Ripped off of several blogs I've read today. What can I say? enjoy a good trend.

Your Linguistic Profile:

60% General American English
25% Yankee
10% Upper Midwestern
5% Dixie
0% Midwestern

February 5, 2005

a little naughty

For all you Bush Unfans out there:

I came across the George Bush Monkey Face Generator. Be careful not to use too complicated vocabulary words when you type in what kind of face you want to see. I thought it was pretty hilarious.

January 20, 2005

Big Events come mid-July

Harry Potter and the Half-Blood Prince, book 6 is scheduled to be released on July 16.

Elvis is due somewhere between July 10 and July 17. He might get an earlier introduction to Harry Potter than I intended. :-)

September 29, 2004

Ear training

It was, well, a lot simpler back then (say.... c. 900):

Interval
1. semitone—two tones separated by the smallest distance, so that the space between them is scarcely perceived.

PROMPT
Please copy the blog posts above in full, word for word.

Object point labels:
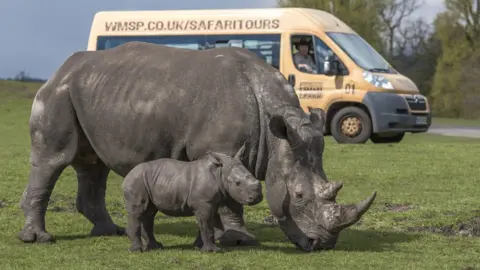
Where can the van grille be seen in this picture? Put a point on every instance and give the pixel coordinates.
(416, 103)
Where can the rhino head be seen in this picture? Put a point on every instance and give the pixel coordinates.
(298, 192)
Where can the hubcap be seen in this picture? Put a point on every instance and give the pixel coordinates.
(351, 126)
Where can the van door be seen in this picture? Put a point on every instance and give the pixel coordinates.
(305, 61)
(265, 46)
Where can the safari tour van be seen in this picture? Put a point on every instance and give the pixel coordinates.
(330, 66)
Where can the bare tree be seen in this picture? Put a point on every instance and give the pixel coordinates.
(468, 18)
(393, 14)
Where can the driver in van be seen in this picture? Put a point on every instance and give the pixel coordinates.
(302, 59)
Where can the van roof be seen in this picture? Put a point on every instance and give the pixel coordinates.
(265, 20)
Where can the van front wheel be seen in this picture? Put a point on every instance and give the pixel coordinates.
(351, 125)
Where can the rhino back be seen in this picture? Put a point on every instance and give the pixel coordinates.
(140, 102)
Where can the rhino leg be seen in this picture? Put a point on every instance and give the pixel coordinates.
(54, 137)
(218, 232)
(148, 222)
(92, 177)
(234, 231)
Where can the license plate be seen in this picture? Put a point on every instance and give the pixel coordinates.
(421, 120)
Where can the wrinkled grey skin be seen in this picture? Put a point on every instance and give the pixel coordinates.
(114, 109)
(179, 188)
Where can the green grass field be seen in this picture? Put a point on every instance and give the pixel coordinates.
(426, 211)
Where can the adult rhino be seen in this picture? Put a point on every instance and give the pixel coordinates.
(113, 109)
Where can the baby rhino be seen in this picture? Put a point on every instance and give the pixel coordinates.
(179, 188)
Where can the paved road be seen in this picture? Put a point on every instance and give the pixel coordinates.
(457, 131)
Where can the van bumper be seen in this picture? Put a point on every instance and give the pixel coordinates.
(393, 112)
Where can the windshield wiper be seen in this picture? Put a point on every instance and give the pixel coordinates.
(380, 70)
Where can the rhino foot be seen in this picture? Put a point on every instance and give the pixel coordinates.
(153, 246)
(29, 235)
(237, 238)
(211, 248)
(112, 230)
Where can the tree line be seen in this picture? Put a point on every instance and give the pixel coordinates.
(442, 58)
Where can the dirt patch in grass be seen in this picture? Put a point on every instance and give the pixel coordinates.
(397, 208)
(270, 220)
(469, 228)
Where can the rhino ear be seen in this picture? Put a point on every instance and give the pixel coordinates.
(286, 127)
(318, 118)
(215, 158)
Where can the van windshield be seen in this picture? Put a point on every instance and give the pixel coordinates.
(361, 52)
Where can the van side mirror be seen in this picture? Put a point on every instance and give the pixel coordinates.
(291, 79)
(331, 65)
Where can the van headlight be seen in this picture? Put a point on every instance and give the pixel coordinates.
(377, 80)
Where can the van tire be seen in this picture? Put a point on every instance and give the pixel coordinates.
(375, 138)
(346, 121)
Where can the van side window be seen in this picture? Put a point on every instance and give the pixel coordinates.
(322, 51)
(267, 47)
(303, 54)
(186, 42)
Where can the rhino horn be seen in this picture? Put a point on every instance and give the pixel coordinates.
(240, 152)
(336, 186)
(347, 215)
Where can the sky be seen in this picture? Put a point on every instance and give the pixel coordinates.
(37, 36)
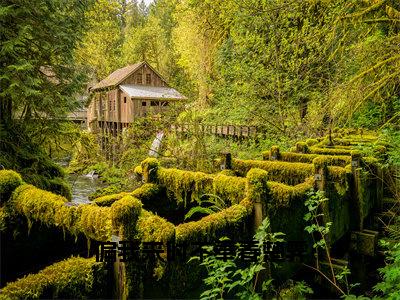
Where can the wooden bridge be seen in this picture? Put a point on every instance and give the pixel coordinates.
(237, 131)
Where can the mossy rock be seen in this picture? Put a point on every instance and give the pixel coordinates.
(72, 278)
(9, 181)
(108, 200)
(124, 215)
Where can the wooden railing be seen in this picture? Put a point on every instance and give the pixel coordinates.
(240, 131)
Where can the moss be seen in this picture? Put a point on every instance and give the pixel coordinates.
(302, 147)
(71, 278)
(147, 192)
(285, 172)
(230, 188)
(107, 191)
(256, 184)
(330, 151)
(96, 222)
(3, 219)
(149, 169)
(109, 199)
(9, 181)
(282, 195)
(138, 172)
(211, 226)
(185, 185)
(36, 204)
(124, 215)
(228, 173)
(152, 228)
(60, 187)
(336, 160)
(311, 142)
(50, 209)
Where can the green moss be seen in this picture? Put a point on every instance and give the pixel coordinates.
(152, 228)
(230, 188)
(50, 209)
(285, 172)
(336, 160)
(149, 169)
(228, 173)
(109, 199)
(124, 215)
(185, 185)
(330, 151)
(36, 204)
(211, 226)
(71, 278)
(256, 184)
(147, 192)
(302, 147)
(60, 187)
(138, 172)
(282, 195)
(311, 142)
(107, 191)
(96, 222)
(9, 181)
(3, 219)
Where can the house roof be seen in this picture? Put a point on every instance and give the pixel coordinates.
(151, 92)
(120, 75)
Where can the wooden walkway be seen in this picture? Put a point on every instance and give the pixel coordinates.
(238, 131)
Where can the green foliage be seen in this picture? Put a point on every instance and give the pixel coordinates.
(9, 181)
(50, 209)
(75, 277)
(226, 278)
(213, 225)
(152, 228)
(282, 195)
(211, 205)
(285, 172)
(109, 199)
(124, 215)
(389, 287)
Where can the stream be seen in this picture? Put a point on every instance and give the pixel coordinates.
(82, 185)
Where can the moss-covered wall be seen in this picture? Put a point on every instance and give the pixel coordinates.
(69, 279)
(285, 172)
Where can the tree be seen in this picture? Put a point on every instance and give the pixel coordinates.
(38, 79)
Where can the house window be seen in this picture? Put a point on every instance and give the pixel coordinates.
(139, 78)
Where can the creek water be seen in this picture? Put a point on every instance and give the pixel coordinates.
(82, 187)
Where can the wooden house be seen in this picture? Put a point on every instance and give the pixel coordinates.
(127, 94)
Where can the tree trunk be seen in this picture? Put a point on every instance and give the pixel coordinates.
(5, 110)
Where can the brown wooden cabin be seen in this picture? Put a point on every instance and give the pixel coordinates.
(127, 94)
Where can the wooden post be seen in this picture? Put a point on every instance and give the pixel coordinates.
(274, 153)
(356, 203)
(226, 161)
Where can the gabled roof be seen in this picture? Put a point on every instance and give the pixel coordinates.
(151, 92)
(120, 75)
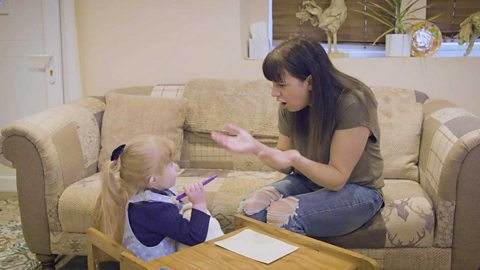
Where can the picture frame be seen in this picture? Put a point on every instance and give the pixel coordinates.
(4, 7)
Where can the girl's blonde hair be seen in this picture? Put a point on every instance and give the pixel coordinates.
(144, 157)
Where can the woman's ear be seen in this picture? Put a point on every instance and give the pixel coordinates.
(151, 181)
(309, 82)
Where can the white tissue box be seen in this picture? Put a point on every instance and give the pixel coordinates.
(258, 48)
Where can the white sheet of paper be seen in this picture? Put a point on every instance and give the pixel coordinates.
(257, 246)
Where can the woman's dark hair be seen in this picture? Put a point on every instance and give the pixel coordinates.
(302, 57)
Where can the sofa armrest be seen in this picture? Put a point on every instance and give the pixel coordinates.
(449, 172)
(51, 150)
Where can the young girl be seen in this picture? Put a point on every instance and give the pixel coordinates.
(138, 205)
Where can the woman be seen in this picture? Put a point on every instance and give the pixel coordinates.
(328, 146)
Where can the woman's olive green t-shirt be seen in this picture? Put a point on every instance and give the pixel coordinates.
(350, 113)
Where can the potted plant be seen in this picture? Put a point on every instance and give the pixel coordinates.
(398, 18)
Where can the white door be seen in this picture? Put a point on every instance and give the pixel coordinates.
(30, 61)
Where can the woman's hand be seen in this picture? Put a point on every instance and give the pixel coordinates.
(241, 142)
(279, 160)
(196, 194)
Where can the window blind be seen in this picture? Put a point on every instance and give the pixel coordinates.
(453, 12)
(358, 28)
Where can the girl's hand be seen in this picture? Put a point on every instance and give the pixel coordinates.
(196, 194)
(279, 160)
(241, 142)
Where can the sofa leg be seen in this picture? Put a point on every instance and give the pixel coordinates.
(47, 260)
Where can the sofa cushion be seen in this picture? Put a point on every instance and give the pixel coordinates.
(248, 104)
(127, 116)
(407, 220)
(400, 118)
(78, 201)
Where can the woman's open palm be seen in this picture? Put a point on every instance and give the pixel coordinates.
(241, 142)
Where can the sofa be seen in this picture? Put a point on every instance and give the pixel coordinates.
(430, 147)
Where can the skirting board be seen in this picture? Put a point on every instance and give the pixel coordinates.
(8, 183)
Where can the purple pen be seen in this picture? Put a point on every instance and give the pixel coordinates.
(206, 181)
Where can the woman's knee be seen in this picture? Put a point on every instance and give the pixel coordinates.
(280, 212)
(260, 200)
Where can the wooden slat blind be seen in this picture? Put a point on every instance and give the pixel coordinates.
(453, 13)
(358, 28)
(353, 30)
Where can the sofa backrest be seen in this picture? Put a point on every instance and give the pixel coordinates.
(212, 103)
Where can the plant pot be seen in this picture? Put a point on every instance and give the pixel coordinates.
(398, 45)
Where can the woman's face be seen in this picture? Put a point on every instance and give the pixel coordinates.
(293, 94)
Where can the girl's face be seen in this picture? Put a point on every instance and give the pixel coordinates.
(293, 94)
(168, 178)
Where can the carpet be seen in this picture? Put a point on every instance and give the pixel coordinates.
(14, 253)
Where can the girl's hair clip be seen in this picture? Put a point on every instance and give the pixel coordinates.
(117, 152)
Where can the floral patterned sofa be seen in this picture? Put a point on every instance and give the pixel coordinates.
(430, 147)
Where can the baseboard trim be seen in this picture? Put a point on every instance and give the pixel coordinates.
(8, 183)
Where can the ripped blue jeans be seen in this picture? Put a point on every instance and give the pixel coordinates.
(315, 211)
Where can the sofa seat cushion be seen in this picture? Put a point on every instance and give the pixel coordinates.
(78, 201)
(407, 220)
(225, 193)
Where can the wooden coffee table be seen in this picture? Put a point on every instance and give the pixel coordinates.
(311, 253)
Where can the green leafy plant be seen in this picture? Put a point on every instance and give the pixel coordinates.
(392, 15)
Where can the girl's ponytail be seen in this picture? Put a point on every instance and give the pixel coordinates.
(113, 200)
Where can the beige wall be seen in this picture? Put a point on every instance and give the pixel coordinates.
(144, 42)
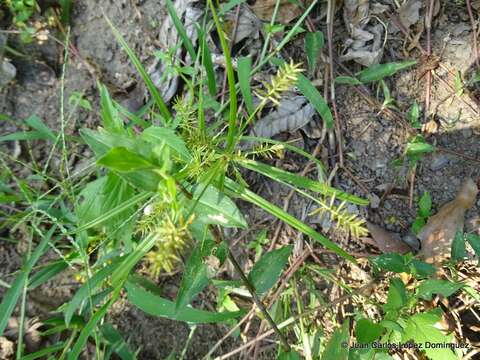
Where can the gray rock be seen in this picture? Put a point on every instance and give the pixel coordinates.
(439, 162)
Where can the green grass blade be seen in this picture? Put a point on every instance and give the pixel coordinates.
(13, 293)
(158, 306)
(300, 181)
(381, 71)
(207, 63)
(113, 212)
(244, 71)
(43, 352)
(143, 73)
(89, 287)
(116, 341)
(251, 197)
(181, 29)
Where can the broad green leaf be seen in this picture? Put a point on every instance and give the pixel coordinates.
(442, 287)
(366, 331)
(158, 306)
(47, 273)
(214, 207)
(425, 205)
(458, 250)
(195, 276)
(397, 295)
(244, 71)
(290, 355)
(36, 123)
(90, 327)
(116, 342)
(421, 329)
(347, 80)
(100, 141)
(278, 174)
(381, 71)
(187, 43)
(123, 160)
(421, 269)
(337, 346)
(158, 135)
(12, 295)
(25, 135)
(418, 148)
(251, 197)
(268, 269)
(88, 288)
(314, 42)
(316, 99)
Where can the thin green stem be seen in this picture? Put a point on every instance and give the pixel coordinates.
(232, 122)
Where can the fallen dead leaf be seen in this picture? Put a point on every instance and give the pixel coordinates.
(437, 235)
(386, 241)
(409, 13)
(292, 113)
(287, 10)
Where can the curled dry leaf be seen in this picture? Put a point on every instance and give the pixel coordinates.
(168, 38)
(437, 235)
(291, 114)
(365, 43)
(287, 11)
(386, 241)
(409, 13)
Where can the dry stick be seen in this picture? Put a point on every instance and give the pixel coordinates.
(293, 319)
(474, 32)
(338, 128)
(449, 71)
(285, 279)
(219, 239)
(286, 202)
(251, 289)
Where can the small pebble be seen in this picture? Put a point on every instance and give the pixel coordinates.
(439, 162)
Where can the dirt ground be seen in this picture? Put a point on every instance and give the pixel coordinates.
(372, 141)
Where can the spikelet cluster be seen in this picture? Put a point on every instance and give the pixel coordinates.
(340, 215)
(171, 233)
(285, 78)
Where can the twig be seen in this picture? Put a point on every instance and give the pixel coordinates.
(323, 308)
(219, 240)
(474, 32)
(338, 128)
(251, 289)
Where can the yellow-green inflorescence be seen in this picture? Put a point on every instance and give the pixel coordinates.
(172, 236)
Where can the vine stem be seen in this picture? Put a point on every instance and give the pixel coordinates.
(251, 289)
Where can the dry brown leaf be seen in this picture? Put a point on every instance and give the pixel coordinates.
(386, 241)
(293, 113)
(287, 10)
(409, 13)
(437, 235)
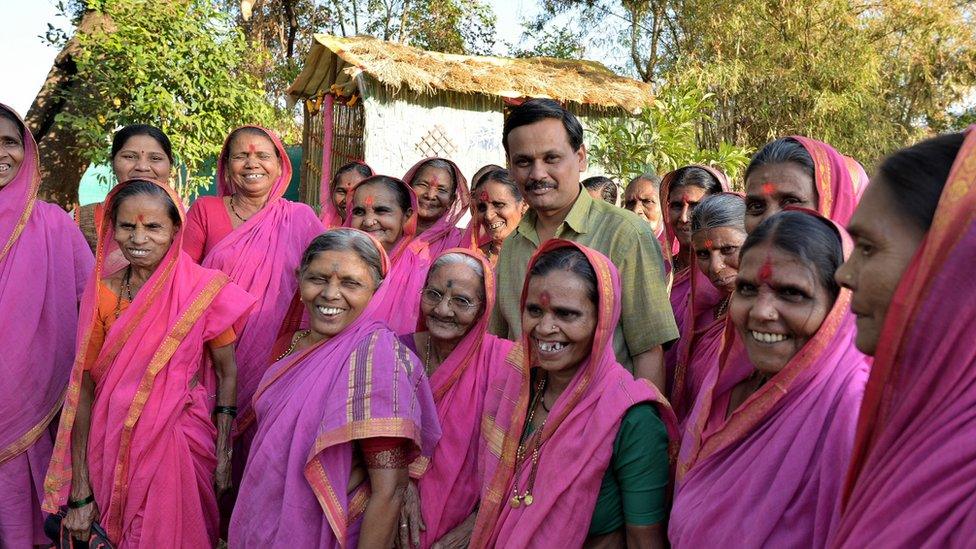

RESULT OF THIS EXERCISE
Ripped off of several blogs I've read today. What can I say? enjoy a good trend.

Your Linguistic Profile:

60% General American English
25% Yankee
10% Upper Midwestern
5% Dixie
0% Midwestern

February 5, 2005

a little naughty

For all you Bush Unfans out there:

I came across the George Bush Monkey Face Generator. Be careful not to use too complicated vocabulary words when you type in what kind of face you want to see. I thought it was pretty hilarious.

January 20, 2005

Big Events come mid-July

Harry Potter and the Half-Blood Prince, book 6 is scheduled to be released on July 16.

Elvis is due somewhere between July 10 and July 17. He might get an earlier introduction to Harry Potter than I intended. :-)

September 29, 2004

Ear training

It was, well, a lot simpler back then (say.... c. 900):

Interval
1. semitone—two tones separated by the smallest distance, so that the space between them is scarcely perceived.